Bening and costar Jodie Foster reveal the intensive training, tight bonding, and mental endurance that their stirring biopic required: “I don’t know how she did it.”
First Look Annette Bening Swims Toward the Role of a Lifetime in ‘Nyad
Courtesy of Netflix

Some time after she agreed to play the legendary swimmer Diana Nyad, Annette Bening experienced what she calls a “come-to-Jesus moment.” To fully embody one of the most physically competitive athletes of her age would require a level of commitment that was just beginning to dawn on her. “My God. What am I going to do?” she remembers thinking. Bening hired a coach, the former Olympic swimmer Rada Owen, and began by talking through the basics—the unique strokes, the correct way to kick in the water. They went from there. All told, Bening trained intensively for about a year.

“We build these cages for ourselves in our brains about what we can and can’t do,” Bening says. “We get so used to that, that we sort of even forget that they’re there.”

She’s talking about her character here, and the singular accomplishment of the 64-year-old woman who swam over 100 miles in one stretch, from Cuba to Florida, after years of unsuccessful attempts. But Bening, now 65, might as well be referring to herself here too. In the affecting biopic Nyad (hitting select theaters October 20 before Netflix starts streaming it on November 3), the Oscar nominee (American Beauty, The Kids Are All Right) delivers a powerhouse performance unlike any in her illustrious career. She dives into Nyad’s prickly personality and remarkable physicality with both the charisma of a movie star in her prime and the precision of a veteran craftsperson. “She wouldn’t take the role unless she was prepared to do the work,” says the film’s codirector, Elizabeth Chai Vasarhelyi. “That was daunting to her. She knew herself that she would have to learn to swim that way—and she wasn’t necessarily the best swimmer.”

——

LIST OF TASKS.
1. In the text about Annette Bening's role in "Nyad," who did Bening hire as her swimming coach?
2. Reproduce the passage from the text about Annette Bening's role in "Nyad" word for word, from "Bening and costar" to "about a year.".
The items that come next were taken from a different source than the text.

DATA EXCERPTS.
——

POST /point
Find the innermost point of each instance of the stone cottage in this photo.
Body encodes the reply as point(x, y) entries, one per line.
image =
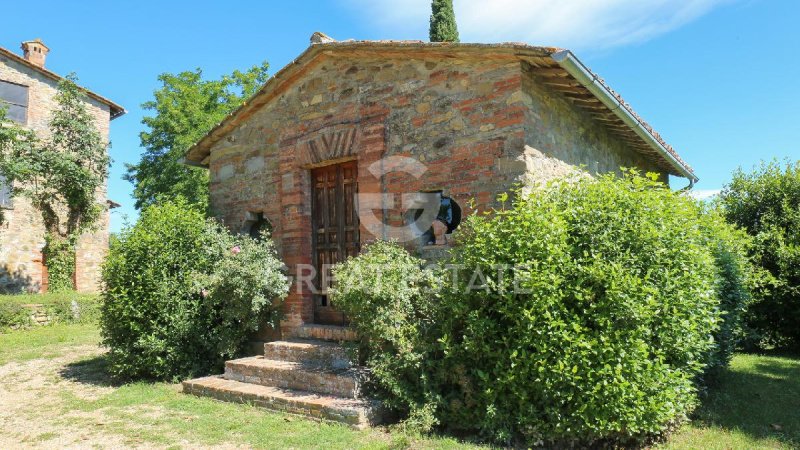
point(353, 141)
point(27, 91)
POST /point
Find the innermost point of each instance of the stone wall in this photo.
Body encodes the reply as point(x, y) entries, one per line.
point(456, 118)
point(474, 129)
point(22, 236)
point(561, 138)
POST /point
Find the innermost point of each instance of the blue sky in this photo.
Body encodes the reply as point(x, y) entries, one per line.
point(717, 78)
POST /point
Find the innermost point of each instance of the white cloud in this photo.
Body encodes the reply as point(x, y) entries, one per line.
point(704, 194)
point(575, 24)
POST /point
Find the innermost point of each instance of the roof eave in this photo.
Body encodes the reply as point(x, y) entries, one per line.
point(569, 62)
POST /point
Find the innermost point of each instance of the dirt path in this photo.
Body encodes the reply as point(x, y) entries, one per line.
point(33, 400)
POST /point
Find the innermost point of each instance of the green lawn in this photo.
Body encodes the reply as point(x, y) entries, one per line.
point(757, 405)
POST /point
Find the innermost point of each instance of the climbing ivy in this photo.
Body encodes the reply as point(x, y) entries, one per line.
point(61, 175)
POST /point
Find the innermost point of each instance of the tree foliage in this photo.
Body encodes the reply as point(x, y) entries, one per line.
point(61, 174)
point(766, 203)
point(185, 108)
point(443, 27)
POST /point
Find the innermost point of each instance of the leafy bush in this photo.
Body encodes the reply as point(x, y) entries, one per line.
point(583, 314)
point(766, 203)
point(182, 294)
point(387, 295)
point(13, 315)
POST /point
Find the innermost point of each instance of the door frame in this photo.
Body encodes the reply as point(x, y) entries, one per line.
point(322, 309)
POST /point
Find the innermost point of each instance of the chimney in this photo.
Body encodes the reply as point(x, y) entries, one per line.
point(35, 52)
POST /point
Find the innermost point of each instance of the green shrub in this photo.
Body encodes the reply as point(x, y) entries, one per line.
point(13, 315)
point(584, 314)
point(766, 203)
point(387, 295)
point(182, 294)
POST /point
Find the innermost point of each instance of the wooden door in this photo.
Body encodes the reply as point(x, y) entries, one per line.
point(334, 224)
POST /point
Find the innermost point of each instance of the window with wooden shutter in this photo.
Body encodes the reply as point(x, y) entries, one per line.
point(14, 99)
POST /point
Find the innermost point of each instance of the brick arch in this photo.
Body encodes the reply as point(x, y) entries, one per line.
point(331, 143)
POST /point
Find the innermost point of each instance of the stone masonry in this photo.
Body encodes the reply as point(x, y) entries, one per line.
point(480, 119)
point(22, 235)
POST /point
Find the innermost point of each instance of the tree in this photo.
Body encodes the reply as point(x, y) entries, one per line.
point(186, 107)
point(61, 175)
point(443, 22)
point(766, 203)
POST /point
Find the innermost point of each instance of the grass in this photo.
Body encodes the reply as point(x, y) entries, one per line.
point(756, 405)
point(45, 342)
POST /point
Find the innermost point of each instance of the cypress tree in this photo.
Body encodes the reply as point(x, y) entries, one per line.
point(443, 22)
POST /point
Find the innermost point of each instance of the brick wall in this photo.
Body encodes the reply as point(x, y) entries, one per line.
point(22, 236)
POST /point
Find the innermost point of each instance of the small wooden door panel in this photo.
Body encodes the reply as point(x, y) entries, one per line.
point(335, 226)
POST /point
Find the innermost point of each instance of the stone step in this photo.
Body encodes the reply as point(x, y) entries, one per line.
point(356, 413)
point(293, 375)
point(325, 333)
point(309, 352)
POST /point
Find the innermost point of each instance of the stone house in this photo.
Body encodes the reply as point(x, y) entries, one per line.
point(462, 121)
point(27, 91)
point(363, 140)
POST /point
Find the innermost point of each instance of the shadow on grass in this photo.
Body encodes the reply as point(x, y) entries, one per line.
point(93, 371)
point(758, 396)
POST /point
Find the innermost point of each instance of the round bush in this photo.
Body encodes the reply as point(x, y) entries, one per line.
point(181, 294)
point(388, 297)
point(582, 314)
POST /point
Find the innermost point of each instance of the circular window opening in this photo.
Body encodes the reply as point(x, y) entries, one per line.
point(449, 214)
point(259, 227)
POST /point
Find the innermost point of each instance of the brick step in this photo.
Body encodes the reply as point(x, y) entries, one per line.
point(356, 413)
point(309, 352)
point(325, 333)
point(293, 375)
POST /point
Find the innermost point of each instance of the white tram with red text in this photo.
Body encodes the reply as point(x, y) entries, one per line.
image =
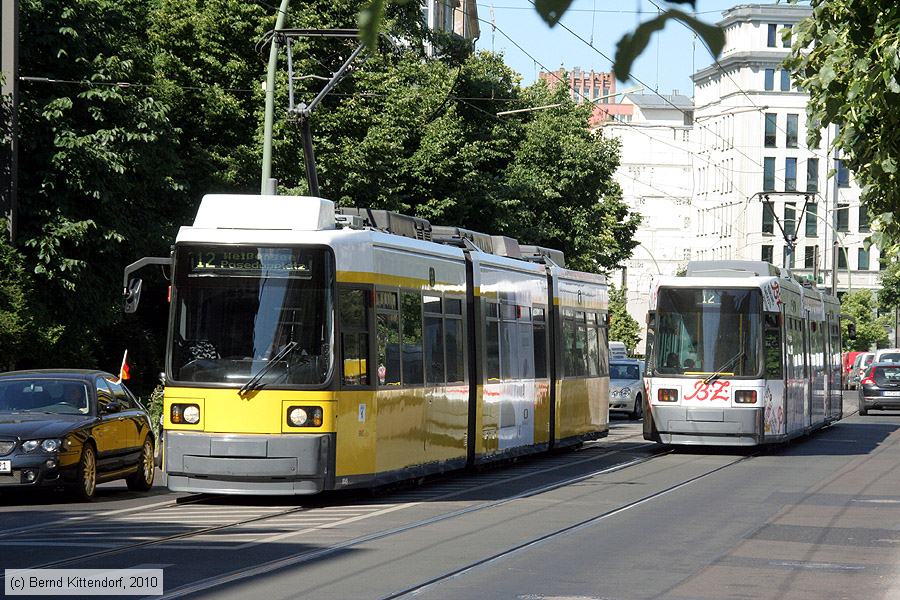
point(740, 353)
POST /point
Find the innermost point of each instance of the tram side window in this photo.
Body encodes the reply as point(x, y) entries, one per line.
point(492, 342)
point(354, 336)
point(434, 340)
point(593, 347)
point(568, 350)
point(388, 338)
point(603, 342)
point(539, 335)
point(454, 340)
point(774, 354)
point(411, 309)
point(581, 345)
point(509, 343)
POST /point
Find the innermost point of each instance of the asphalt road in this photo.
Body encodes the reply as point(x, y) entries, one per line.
point(619, 519)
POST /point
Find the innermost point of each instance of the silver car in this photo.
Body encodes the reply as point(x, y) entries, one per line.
point(626, 388)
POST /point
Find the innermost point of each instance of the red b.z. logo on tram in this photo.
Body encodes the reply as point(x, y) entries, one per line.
point(709, 391)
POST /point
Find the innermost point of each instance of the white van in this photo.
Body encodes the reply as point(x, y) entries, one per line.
point(618, 350)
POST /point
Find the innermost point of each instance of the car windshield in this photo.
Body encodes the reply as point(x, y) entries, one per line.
point(623, 371)
point(44, 396)
point(239, 307)
point(887, 376)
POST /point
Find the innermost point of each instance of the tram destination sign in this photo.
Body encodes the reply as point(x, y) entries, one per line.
point(250, 262)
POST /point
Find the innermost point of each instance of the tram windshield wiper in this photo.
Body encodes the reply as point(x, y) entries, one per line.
point(730, 362)
point(253, 382)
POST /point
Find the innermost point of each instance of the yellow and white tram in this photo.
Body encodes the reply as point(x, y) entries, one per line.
point(740, 353)
point(312, 351)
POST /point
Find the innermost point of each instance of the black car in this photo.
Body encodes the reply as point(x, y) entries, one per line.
point(879, 388)
point(73, 428)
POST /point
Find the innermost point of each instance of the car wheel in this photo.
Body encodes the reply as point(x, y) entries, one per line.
point(638, 411)
point(142, 479)
point(86, 482)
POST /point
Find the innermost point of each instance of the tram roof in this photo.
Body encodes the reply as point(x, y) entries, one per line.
point(272, 219)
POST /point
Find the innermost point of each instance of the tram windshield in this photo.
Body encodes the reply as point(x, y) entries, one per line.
point(705, 331)
point(238, 307)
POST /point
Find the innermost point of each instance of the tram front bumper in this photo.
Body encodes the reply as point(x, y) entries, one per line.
point(249, 464)
point(709, 427)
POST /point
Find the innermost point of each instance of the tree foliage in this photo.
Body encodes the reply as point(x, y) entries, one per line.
point(109, 170)
point(846, 55)
point(630, 46)
point(871, 330)
point(622, 326)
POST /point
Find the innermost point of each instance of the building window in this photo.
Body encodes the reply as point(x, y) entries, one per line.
point(791, 141)
point(790, 174)
point(790, 218)
point(771, 125)
point(843, 173)
point(812, 175)
point(843, 217)
point(769, 174)
point(862, 259)
point(768, 218)
point(812, 214)
point(810, 254)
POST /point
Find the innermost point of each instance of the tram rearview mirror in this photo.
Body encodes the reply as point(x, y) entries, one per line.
point(132, 295)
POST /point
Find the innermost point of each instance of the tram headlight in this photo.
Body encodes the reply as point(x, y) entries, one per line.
point(188, 414)
point(667, 395)
point(745, 397)
point(304, 416)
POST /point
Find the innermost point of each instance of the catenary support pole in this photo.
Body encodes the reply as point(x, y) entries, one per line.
point(270, 101)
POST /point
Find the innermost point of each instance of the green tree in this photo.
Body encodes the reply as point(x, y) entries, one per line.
point(871, 330)
point(622, 326)
point(846, 55)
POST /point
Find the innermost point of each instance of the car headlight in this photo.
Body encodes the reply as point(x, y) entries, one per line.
point(304, 416)
point(51, 445)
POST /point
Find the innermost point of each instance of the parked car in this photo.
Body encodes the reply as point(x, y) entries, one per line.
point(617, 350)
point(879, 389)
point(860, 365)
point(73, 428)
point(887, 355)
point(626, 388)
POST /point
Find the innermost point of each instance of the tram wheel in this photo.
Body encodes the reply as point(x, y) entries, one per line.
point(638, 411)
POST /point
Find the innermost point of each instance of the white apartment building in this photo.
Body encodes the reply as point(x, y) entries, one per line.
point(756, 172)
point(721, 177)
point(656, 173)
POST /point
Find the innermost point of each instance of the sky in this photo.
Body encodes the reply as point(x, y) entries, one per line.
point(666, 65)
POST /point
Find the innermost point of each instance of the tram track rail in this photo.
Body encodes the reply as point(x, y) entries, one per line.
point(314, 555)
point(193, 500)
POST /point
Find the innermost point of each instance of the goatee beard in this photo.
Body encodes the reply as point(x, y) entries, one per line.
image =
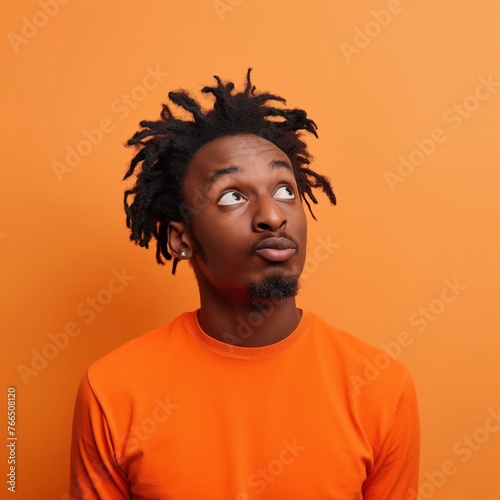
point(274, 287)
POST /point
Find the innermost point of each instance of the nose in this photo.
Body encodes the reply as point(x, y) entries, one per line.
point(268, 216)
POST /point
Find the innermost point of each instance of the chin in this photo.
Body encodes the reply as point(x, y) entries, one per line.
point(278, 286)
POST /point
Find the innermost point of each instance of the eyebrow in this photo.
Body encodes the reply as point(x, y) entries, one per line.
point(236, 170)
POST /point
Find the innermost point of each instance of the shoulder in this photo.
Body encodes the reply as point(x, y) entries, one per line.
point(366, 370)
point(135, 360)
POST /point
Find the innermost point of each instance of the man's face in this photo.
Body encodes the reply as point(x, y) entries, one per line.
point(247, 225)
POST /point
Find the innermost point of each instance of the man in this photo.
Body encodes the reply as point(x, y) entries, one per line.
point(249, 396)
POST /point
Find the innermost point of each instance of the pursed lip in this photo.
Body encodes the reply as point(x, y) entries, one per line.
point(276, 249)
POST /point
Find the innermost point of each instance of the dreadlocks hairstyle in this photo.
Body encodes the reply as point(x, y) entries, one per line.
point(166, 146)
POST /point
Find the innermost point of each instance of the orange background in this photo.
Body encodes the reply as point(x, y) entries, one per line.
point(63, 237)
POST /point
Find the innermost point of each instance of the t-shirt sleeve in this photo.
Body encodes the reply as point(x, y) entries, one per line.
point(396, 465)
point(94, 471)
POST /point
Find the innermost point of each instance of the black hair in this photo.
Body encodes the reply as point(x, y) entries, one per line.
point(167, 145)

——

TASK-BY-TASK ANSWERS.
1. She hired the former Olympic swimmer Rada Owen.

2.
Bening and costar Jodie Foster reveal the intensive training, tight bonding, and mental endurance that their stirring biopic required: “I don’t know how she did it.”
First Look Annette Bening Swims Toward the Role of a Lifetime in ‘Nyad
Courtesy of Netflix

Some time after she agreed to play the legendary swimmer Diana Nyad, Annette Bening experienced what she calls a “come-to-Jesus moment.” To fully embody one of the most physically competitive athletes of her age would require a level of commitment that was just beginning to dawn on her. “My God. What am I going to do?” she remembers thinking. Bening hired a coach, the former Olympic swimmer Rada Owen, and began by talking through the basics—the unique strokes, the correct way to kick in the water. They went from there. All told, Bening trained intensively for about a year.